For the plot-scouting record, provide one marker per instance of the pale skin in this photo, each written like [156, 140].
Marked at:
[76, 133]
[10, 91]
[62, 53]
○ ○ ○ ○
Work item: Nothing in the records should differ from the original when you retype them.

Response area:
For the plot-scouting record, provide one marker per instance of the pale skin in this photo, each written like [156, 140].
Marked at:
[76, 133]
[10, 91]
[62, 53]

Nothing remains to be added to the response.